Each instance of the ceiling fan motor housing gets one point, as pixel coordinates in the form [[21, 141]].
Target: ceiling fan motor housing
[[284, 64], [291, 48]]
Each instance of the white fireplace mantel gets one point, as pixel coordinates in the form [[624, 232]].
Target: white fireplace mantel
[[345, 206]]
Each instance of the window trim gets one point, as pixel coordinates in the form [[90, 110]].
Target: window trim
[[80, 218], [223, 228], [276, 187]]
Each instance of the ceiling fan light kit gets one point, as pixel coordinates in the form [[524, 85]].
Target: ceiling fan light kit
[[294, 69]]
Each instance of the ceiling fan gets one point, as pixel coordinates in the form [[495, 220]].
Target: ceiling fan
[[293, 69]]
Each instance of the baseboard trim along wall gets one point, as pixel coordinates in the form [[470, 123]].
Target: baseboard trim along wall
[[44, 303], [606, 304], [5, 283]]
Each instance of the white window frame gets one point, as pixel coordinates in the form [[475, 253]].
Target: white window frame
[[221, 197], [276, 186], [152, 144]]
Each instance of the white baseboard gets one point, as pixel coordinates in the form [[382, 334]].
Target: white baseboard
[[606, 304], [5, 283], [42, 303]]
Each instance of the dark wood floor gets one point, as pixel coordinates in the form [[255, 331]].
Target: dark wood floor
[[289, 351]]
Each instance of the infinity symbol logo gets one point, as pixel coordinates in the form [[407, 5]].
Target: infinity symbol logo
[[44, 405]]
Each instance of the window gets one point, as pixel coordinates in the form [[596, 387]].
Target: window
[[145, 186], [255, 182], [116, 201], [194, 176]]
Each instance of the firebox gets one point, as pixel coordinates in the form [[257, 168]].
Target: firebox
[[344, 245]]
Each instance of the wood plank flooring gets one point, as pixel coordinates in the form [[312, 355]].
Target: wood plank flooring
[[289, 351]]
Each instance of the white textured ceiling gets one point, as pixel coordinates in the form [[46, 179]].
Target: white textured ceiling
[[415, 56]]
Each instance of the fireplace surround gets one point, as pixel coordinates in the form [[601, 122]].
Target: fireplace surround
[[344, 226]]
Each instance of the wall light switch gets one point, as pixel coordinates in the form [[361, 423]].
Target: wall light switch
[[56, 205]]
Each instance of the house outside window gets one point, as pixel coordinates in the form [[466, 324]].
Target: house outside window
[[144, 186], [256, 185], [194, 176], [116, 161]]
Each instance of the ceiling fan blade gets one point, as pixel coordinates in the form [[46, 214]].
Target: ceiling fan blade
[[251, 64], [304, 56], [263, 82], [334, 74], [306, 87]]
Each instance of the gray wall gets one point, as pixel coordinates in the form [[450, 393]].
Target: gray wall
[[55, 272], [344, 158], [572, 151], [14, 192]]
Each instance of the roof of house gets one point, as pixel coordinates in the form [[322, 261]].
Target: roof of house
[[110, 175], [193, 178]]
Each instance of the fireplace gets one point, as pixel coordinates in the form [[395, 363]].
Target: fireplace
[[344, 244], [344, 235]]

+===+

> _WRITTEN EXERCISE_:
Lay out every line of the items above as a Markdown table with the columns Row and Line, numbering the rows and leaving out blank lines.

> _THE SOLUTION_:
| Row | Line |
|---|---|
| 1 | Each instance of the ceiling fan motor housing gets one point, as pixel coordinates in the form [[21, 141]]. |
| 2 | Target: ceiling fan motor housing |
| 3 | [[284, 64], [291, 48]] |
| 4 | Each instance of the white fireplace mantel gets one point, as pixel coordinates in the form [[624, 232]]. |
| 5 | Target: white fireplace mantel |
| 6 | [[345, 206]] |
| 7 | Each instance of the window trim gets one point, as pixel coordinates in the form [[90, 110]]. |
| 8 | Target: window trim |
| 9 | [[80, 218], [223, 228], [276, 187]] |
| 10 | Each instance of the ceiling fan light kit gets one point, as pixel coordinates in the form [[524, 85]]. |
| 11 | Target: ceiling fan light kit |
| 12 | [[294, 69]] |
| 13 | Each instance of the ceiling fan gets one point, as pixel coordinates in the form [[495, 220]]. |
| 14 | Target: ceiling fan |
| 15 | [[293, 69]] |
| 16 | Each instance of the baseboard trim along wall gets one point, as pixel coordinates in the form [[470, 123]]. |
| 17 | Target: baseboard trim along wall |
| 18 | [[44, 303], [606, 304], [5, 283]] |
| 19 | Each instance of the white window frame gets one point, as pixel coordinates in the form [[475, 253]]. |
| 20 | Target: white window frame |
| 21 | [[221, 197], [276, 186], [152, 144]] |
| 22 | Each instance of the white baseboard gets one point, as pixel coordinates in the form [[382, 334]]. |
| 23 | Target: white baseboard |
| 24 | [[606, 304], [5, 283], [42, 303]] |
| 25 | Each instance of the dark wood floor gets one point, as pixel coordinates in the form [[255, 331]]. |
| 26 | Target: dark wood floor |
| 27 | [[289, 351]] |
| 28 | Each instance of the infinity symbol logo gets one point, as pixel coordinates in the form [[407, 5]]. |
| 29 | Target: infinity symbol logo |
| 30 | [[44, 405]] |
| 31 | Each instance of the window gets one point, as pixel coordinates in the form [[596, 387]]. |
| 32 | Target: window |
| 33 | [[145, 186], [255, 182], [116, 201], [194, 176]] |
| 34 | Each instance of the firebox gets one point, as pixel coordinates in the form [[257, 168]]. |
| 35 | Target: firebox |
| 36 | [[344, 245]] |
| 37 | Each instance of the wood plank flooring gets one point, as pixel coordinates in the form [[312, 355]]. |
| 38 | Target: wood plank flooring |
| 39 | [[289, 351]] |
| 40 | Each instance of the white textured ceiling gets one point, as pixel coordinates in the form [[46, 179]]. |
| 41 | Target: white textured ceiling |
| 42 | [[415, 56]] |
| 43 | Each instance of the fireplace surround gets one point, as pixel coordinates in the form [[601, 122]]. |
| 44 | Target: fireplace surround |
| 45 | [[344, 226]] |
| 46 | Each instance of the wall light switch gets one point, as pixel coordinates in the form [[361, 423]]. |
| 47 | Target: wall light switch |
| 48 | [[56, 205]] |
| 49 | Each instance of the house outside window gets one point, as pixel coordinates in the form [[466, 324]]. |
| 50 | Target: house outside window |
| 51 | [[144, 186], [256, 185], [194, 176], [116, 161]] |
| 52 | Each instance of the ceiling fan blade gets one point, as pixel coordinates in the form [[46, 214]]. |
| 53 | Target: ceiling fan blade |
| 54 | [[251, 64], [304, 56], [263, 82], [334, 74], [306, 87]] |
| 55 | Each instance of the gray wall gets one point, as pixel coordinates in the form [[450, 393]]. |
| 56 | Target: gray wall |
| 57 | [[55, 272], [344, 158], [572, 151], [14, 192]] |
| 58 | Each instance of the roof of house gets one point, as pixel coordinates in the form [[322, 261]]. |
| 59 | Target: roof of house |
| 60 | [[110, 175], [193, 178]] |
| 61 | Each instance of the fireplace gets one point, as pixel coordinates in the form [[395, 363]]. |
| 62 | Target: fireplace |
| 63 | [[344, 244], [344, 235]] |